Exercise.
Extract every line of the rows below that contains the string "plaid", treating uppercase and lowercase as different.

(Object detection data)
----
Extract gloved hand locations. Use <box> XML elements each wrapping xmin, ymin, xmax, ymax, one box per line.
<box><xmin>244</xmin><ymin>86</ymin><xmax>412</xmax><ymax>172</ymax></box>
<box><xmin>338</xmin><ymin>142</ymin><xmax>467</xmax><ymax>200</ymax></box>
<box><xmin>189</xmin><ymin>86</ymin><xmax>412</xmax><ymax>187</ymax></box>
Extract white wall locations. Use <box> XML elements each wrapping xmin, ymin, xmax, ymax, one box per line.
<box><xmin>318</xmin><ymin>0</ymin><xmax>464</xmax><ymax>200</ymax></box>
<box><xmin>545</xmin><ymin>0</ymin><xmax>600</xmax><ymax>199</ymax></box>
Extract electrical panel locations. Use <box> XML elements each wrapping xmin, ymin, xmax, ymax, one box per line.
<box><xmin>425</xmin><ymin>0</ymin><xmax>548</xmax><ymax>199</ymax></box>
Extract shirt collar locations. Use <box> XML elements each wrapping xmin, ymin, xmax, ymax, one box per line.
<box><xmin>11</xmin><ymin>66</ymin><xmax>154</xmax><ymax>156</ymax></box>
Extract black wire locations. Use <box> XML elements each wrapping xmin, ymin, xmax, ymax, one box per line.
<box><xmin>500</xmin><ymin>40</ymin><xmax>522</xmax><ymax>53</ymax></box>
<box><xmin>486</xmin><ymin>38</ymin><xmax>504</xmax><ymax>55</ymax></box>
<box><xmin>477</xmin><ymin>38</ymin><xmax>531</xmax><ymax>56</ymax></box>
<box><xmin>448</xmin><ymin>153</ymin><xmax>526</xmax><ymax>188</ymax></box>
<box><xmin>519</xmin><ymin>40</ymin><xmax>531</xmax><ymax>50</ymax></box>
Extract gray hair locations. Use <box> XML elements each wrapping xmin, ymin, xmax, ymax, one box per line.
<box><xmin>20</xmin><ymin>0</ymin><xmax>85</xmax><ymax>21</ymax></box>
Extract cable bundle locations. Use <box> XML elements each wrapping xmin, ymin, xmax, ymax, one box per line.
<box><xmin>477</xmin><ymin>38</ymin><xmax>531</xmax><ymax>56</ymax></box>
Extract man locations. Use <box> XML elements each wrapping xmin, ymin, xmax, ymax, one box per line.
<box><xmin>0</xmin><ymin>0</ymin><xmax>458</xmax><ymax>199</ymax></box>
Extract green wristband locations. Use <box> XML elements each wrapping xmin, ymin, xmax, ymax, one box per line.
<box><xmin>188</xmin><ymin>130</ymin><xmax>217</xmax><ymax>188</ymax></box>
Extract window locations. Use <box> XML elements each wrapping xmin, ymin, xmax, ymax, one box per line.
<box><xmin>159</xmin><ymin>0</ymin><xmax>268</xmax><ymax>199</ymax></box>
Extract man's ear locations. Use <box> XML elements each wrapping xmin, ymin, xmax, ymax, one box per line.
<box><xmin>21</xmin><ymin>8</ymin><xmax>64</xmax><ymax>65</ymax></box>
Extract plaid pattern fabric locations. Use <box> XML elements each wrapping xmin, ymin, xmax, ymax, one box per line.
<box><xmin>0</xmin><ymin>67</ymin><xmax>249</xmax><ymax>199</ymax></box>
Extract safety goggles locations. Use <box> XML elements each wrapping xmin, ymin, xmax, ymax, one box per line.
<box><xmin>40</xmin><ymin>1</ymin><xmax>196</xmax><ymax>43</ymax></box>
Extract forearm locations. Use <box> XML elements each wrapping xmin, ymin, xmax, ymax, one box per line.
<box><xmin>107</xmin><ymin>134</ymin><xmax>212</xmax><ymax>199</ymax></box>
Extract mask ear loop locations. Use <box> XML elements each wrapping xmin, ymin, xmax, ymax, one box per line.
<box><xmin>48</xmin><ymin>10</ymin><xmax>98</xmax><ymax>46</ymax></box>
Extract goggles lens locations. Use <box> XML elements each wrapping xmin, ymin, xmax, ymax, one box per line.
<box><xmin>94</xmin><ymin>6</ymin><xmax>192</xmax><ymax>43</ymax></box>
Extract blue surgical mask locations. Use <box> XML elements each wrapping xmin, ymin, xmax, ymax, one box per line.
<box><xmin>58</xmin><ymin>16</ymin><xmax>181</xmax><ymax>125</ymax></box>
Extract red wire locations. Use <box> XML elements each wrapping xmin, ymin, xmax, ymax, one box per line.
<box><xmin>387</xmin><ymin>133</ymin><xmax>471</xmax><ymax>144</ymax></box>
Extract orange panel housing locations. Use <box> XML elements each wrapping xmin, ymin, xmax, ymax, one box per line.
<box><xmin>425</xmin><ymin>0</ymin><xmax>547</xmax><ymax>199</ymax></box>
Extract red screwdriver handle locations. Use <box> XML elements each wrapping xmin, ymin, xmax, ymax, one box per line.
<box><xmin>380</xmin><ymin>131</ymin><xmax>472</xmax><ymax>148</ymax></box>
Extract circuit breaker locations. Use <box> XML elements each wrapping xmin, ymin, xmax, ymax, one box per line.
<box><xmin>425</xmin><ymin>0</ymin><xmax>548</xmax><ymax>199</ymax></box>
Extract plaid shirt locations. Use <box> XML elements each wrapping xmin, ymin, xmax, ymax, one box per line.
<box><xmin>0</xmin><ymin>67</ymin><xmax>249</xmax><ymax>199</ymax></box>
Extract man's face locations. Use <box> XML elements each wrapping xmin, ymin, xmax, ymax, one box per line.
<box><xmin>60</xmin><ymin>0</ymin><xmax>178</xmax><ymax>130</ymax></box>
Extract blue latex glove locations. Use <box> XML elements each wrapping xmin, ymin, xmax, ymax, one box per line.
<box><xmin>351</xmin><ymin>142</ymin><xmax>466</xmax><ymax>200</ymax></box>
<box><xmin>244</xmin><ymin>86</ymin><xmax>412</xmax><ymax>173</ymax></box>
----
Solution to this exercise.
Extract plaid pattern fabric locations. Use <box> XML elements each wrapping xmin, ymin, xmax, ymax, one box per line.
Extract plaid shirt locations. Use <box> XML elements each wrapping xmin, ymin, xmax, ymax, one box per line.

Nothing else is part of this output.